▶ [Text block]
+++++

Why Words Are Not Always Enough

If you have tried to talk about your pain and found the words coming up short, you are not failing at communication. You are running into a limitation of language itself. Traumatic memories are often stored in the brain’s right hemisphere, the side that deals in images, sensations, emotions, and spatial awareness. The left hemisphere, where language lives, sometimes cannot access what the right hemisphere holds.

This is why you might know something is wrong, feel it in your chest or your gut, but when someone asks you to explain it, the words scatter. It is not that you are inarticulate. It is that the experience was encoded in a language your mouth was never taught to speak.

Creative expression offers a different pathway. When you pick up a brush or shape something with your hands, you bypass the verbal bottleneck. You let the story come out through a different door.

This Is Not About Making Good Art

Here is where most men stop before they start. The inner critic shows up immediately: “I can’t draw. I’m not creative. This is going to look ridiculous.” And if the goal were to produce something beautiful, that critic would have a point.

But the goal is not beauty. The goal is honesty.

Trauma-informed creative practices are not art class. No one is grading your technique. The only question that matters is: what came out? When you draw a dark circle in the center of a page and you feel something shift in your chest, that is information. When you press harder than you expected with a pencil, or when you reach for red instead of blue without knowing why, your body is speaking.

You might try something simple. Take a blank piece of paper and a few colored pencils. Set a timer for ten minutes. Draw whatever comes, without planning or judging. Scribbles count. Shapes count. Color without form counts. When the timer goes off, sit with what you made. Not to evaluate it, but to notice what you feel.

+++++

▶ [Data excerpt]
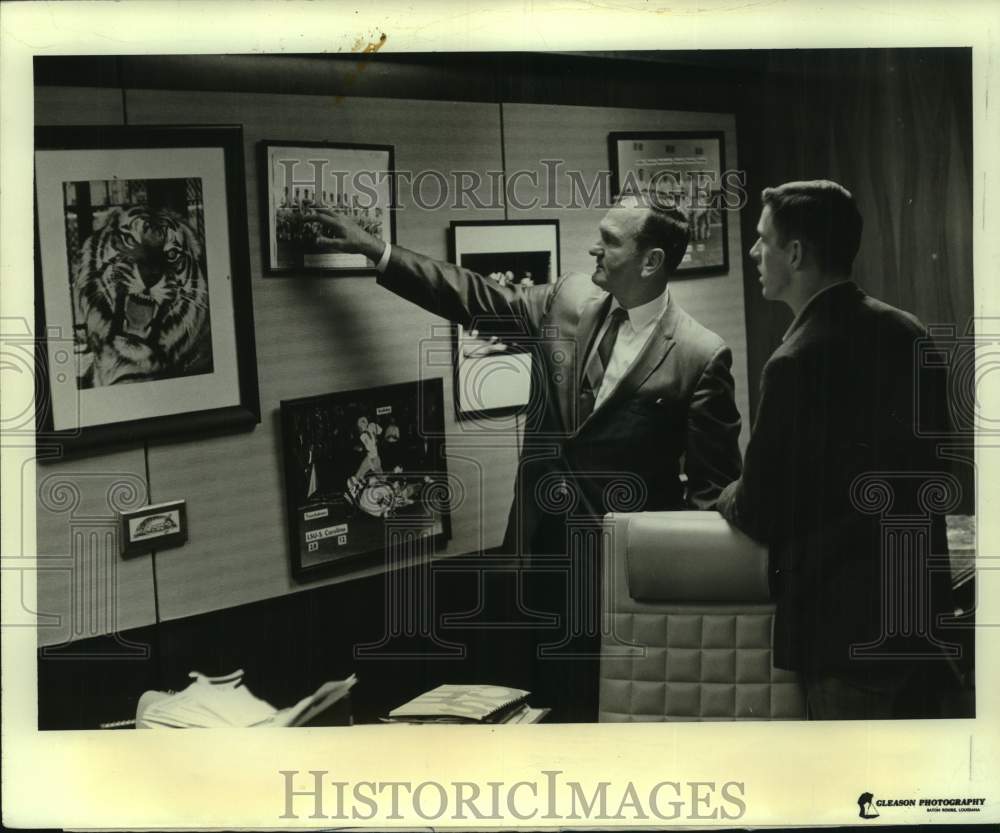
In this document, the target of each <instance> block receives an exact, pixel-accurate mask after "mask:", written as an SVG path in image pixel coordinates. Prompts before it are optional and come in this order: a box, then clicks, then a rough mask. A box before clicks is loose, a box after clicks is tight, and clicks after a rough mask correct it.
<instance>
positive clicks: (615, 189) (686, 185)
mask: <svg viewBox="0 0 1000 833" xmlns="http://www.w3.org/2000/svg"><path fill="white" fill-rule="evenodd" d="M608 149H609V152H610V154H611V166H612V192H613V193H615V194H629V193H635V192H642V191H652V192H653V193H655V194H658V195H659V198H660V199H662V200H663V201H664V202H667V203H668V204H670V205H676V206H677V207H678V208H680V209H682V210H683V211H685V213H687V215H688V217H689V218H690V222H691V241H690V242H689V243H688V248H687V251H686V252H685V253H684V257H683V258H682V259H681V265H680V266H679V267H678V268H677V271H678V273H679V274H680V273H683V274H685V275H687V276H691V275H699V274H702V275H703V274H719V273H720V272H721V273H724V272H725V271H726V269H727V268H728V266H729V247H728V241H727V239H726V217H727V215H728V211H727V209H728V207H729V206H728V205H727V204H726V203H725V202H724V201H723V191H722V185H723V183H722V175H723V173H728V169H727V168H726V163H725V139H724V137H723V136H722V134H721V133H717V134H711V133H707V134H697V133H643V132H628V133H612V134H611V136H609V137H608Z"/></svg>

+++++

▶ [Work task] In the passage on creative expression and trauma, reproduce everything between "If you have" and "taught to speak.", inclusive, substituting "stomach" for "gut". The lines above are unrelated to this.

▶ [Problem solution]
If you have tried to talk about your pain and found the words coming up short, you are not failing at communication. You are running into a limitation of language itself. Traumatic memories are often stored in the brain’s right hemisphere, the side that deals in images, sensations, emotions, and spatial awareness. The left hemisphere, where language lives, sometimes cannot access what the right hemisphere holds.

This is why you might know something is wrong, feel it in your chest or your stomach, but when someone asks you to explain it, the words scatter. It is not that you are inarticulate. It is that the experience was encoded in a language your mouth was never taught to speak.